_Problem to solve_
Return every line of the records that contains the string "sneaker", treating case as significant.

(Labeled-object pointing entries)
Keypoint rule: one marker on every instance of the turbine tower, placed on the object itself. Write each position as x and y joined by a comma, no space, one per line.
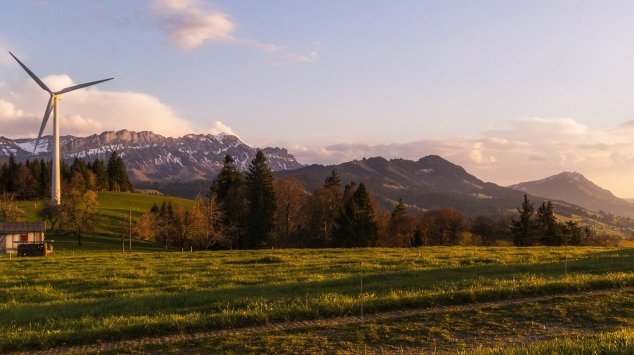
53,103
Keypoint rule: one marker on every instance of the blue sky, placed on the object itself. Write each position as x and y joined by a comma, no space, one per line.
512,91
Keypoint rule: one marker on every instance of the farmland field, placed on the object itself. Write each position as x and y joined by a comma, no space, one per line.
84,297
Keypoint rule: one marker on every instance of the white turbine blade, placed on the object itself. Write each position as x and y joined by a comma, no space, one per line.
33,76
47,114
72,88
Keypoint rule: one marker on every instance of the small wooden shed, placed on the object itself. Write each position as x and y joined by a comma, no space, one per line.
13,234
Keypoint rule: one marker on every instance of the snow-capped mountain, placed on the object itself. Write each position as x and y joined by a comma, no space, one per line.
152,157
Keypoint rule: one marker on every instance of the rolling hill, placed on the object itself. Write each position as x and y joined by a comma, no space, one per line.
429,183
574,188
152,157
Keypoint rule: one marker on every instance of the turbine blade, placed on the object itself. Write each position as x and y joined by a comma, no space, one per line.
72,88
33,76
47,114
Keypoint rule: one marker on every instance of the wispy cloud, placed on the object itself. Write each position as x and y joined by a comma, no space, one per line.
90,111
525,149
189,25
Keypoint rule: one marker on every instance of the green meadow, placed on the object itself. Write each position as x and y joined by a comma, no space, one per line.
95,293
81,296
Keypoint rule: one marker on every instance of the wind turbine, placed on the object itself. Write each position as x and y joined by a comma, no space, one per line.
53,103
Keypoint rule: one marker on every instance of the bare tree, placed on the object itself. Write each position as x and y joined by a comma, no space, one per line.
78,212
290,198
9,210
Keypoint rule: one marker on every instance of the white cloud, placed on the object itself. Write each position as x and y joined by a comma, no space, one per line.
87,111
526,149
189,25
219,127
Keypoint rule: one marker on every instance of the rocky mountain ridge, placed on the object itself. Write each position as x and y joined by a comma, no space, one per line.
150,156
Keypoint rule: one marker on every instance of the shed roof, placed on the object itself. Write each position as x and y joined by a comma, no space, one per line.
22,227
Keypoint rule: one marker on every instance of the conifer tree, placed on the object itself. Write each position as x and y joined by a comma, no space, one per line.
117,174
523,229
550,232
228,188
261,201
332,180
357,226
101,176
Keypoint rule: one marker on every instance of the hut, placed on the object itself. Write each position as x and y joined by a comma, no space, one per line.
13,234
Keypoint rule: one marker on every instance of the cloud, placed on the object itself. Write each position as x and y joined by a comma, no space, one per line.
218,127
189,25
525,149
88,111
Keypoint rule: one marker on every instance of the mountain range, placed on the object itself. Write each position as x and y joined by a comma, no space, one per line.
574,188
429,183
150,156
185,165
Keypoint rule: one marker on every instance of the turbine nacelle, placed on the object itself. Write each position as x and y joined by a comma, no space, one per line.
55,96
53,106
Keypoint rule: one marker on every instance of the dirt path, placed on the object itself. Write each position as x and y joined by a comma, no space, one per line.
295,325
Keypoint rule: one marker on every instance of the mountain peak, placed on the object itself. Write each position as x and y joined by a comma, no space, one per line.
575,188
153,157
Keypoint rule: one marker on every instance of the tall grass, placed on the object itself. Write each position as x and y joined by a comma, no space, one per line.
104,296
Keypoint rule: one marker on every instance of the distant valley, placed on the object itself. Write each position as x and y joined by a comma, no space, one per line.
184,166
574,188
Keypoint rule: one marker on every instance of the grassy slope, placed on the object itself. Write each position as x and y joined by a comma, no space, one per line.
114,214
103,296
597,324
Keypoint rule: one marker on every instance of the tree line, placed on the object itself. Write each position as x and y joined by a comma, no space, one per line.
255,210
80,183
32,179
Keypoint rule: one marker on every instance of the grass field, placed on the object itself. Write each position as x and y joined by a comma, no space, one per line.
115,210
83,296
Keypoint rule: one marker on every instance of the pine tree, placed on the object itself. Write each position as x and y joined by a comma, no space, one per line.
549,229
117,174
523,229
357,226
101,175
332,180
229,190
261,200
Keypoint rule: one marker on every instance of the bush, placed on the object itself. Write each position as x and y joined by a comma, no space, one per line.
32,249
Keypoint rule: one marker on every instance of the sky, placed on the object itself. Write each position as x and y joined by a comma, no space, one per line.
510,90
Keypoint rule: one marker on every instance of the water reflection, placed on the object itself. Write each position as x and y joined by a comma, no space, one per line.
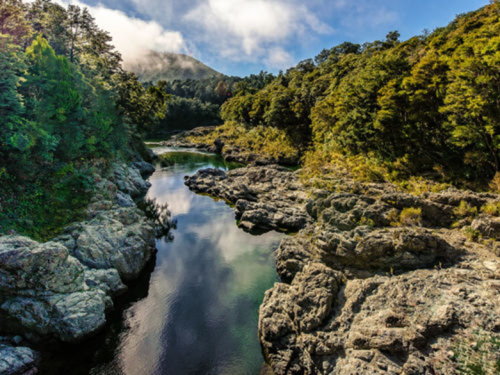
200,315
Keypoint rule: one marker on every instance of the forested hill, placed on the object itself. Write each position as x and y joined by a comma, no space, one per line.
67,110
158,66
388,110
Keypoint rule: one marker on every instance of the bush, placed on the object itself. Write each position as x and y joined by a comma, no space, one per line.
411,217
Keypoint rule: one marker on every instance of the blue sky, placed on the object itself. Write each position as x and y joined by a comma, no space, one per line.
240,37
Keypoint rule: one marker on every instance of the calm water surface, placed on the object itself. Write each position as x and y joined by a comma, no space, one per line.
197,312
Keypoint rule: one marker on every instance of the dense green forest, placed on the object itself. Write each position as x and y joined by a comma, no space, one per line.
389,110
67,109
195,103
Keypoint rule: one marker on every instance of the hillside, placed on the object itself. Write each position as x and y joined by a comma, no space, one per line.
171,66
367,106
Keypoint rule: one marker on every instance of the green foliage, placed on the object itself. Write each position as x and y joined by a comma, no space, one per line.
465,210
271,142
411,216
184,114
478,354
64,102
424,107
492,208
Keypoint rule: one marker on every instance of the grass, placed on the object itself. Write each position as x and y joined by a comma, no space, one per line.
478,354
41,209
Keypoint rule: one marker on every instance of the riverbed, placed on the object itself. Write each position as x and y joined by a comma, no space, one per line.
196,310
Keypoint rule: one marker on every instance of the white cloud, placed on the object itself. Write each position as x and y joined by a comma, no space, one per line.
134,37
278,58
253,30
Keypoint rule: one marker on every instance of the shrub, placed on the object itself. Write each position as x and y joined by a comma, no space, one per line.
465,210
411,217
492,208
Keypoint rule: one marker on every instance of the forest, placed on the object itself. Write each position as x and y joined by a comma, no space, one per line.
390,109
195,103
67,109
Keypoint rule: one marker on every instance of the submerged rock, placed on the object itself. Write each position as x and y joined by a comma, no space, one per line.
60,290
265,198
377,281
---
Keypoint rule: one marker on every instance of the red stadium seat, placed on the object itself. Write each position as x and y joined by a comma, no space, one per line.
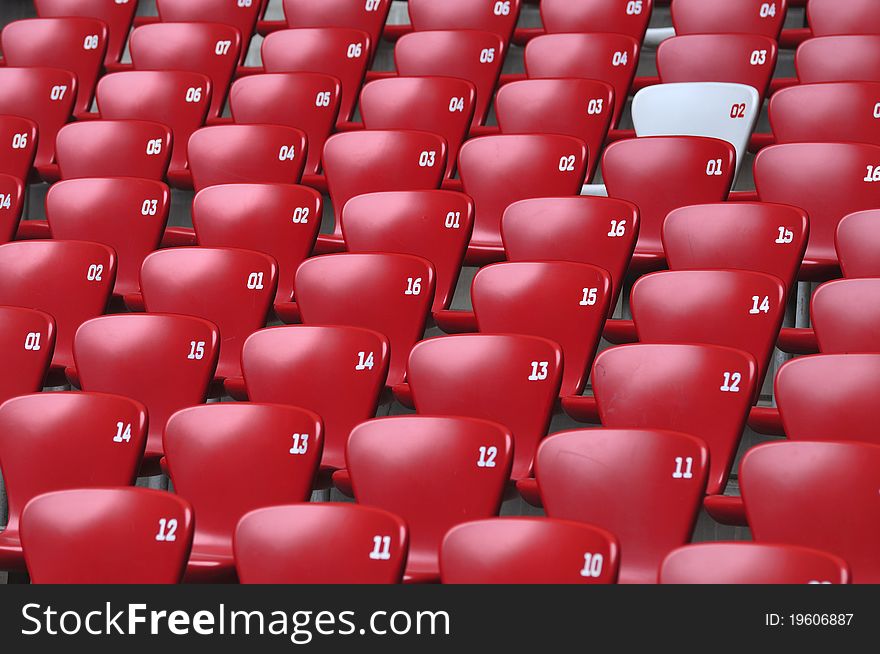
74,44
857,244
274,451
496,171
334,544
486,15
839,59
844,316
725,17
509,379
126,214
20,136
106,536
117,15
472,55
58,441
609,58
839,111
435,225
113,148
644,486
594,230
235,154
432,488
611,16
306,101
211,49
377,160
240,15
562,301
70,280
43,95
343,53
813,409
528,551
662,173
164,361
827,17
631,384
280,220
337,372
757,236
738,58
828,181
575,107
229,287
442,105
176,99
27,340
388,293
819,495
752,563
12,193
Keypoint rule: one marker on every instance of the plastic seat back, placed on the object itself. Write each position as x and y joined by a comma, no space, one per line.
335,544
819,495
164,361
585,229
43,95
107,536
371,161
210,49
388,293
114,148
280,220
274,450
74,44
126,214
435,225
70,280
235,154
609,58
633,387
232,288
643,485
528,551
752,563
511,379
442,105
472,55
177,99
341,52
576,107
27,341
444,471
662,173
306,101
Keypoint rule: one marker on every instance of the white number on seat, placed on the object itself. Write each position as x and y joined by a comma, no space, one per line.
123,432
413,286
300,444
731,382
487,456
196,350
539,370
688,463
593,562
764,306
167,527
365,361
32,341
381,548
==
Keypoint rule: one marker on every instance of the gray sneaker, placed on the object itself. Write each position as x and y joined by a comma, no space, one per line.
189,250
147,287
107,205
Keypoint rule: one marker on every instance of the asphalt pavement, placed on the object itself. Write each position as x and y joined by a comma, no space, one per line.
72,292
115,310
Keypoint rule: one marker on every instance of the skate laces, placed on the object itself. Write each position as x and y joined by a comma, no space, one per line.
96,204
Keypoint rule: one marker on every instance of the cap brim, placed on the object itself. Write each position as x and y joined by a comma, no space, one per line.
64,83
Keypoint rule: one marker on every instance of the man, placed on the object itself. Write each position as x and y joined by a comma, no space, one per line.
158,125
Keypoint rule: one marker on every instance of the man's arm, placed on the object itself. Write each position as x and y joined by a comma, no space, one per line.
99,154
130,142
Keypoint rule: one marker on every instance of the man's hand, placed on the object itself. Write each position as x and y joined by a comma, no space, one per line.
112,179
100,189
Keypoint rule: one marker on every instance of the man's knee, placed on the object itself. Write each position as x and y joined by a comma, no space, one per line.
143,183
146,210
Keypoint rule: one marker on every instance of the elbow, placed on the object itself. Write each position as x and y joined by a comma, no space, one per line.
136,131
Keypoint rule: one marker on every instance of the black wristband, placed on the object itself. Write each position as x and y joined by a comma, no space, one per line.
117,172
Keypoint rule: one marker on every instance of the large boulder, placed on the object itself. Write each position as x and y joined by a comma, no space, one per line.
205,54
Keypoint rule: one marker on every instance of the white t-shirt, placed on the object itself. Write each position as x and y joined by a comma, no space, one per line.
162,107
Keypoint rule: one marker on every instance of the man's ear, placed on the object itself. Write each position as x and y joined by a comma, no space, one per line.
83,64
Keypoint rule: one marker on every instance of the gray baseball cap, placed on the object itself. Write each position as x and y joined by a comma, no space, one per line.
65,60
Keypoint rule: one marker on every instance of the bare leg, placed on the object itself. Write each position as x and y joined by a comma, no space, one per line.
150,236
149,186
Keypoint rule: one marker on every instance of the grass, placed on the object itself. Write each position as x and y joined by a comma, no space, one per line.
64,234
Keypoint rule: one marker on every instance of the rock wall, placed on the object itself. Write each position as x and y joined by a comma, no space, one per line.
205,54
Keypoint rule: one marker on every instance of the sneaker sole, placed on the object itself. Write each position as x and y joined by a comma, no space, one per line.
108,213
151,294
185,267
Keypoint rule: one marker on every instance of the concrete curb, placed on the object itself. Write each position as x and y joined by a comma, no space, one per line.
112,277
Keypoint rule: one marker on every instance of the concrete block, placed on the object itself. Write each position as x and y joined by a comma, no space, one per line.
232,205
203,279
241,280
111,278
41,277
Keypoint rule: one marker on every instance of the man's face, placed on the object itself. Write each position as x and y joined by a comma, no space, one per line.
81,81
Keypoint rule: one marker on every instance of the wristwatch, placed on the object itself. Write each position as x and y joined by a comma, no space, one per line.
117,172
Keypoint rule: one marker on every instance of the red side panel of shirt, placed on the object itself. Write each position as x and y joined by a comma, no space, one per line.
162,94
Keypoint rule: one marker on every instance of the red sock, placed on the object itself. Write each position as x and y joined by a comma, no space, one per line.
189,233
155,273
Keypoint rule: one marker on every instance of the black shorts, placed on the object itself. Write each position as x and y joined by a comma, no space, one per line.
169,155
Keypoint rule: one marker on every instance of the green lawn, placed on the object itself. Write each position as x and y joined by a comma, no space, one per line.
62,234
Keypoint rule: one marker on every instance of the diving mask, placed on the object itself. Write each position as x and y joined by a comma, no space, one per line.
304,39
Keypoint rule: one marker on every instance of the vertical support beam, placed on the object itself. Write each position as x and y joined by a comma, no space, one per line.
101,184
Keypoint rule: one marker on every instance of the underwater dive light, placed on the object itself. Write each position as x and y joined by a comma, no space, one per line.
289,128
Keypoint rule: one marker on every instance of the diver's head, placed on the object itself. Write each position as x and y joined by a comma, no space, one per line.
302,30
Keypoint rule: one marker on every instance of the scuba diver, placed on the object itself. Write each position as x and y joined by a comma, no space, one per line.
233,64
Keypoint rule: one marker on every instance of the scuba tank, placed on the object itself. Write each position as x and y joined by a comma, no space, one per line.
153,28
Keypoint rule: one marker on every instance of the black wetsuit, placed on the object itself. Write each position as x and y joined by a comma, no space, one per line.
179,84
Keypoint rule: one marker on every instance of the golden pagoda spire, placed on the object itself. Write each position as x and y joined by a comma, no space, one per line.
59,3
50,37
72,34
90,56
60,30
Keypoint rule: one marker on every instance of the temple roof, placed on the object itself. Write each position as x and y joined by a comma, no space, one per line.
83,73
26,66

_Full response_
Keypoint rule: one marker on every instance of the gray sneaker, placed on the object itself. Write each position as x and y joined by a comma, no space, one per line.
Keypoint rule: one marker on every instance of the sneaker sole, placed on the object itself. Write each position as x and y joined by a comma, no space, one per line.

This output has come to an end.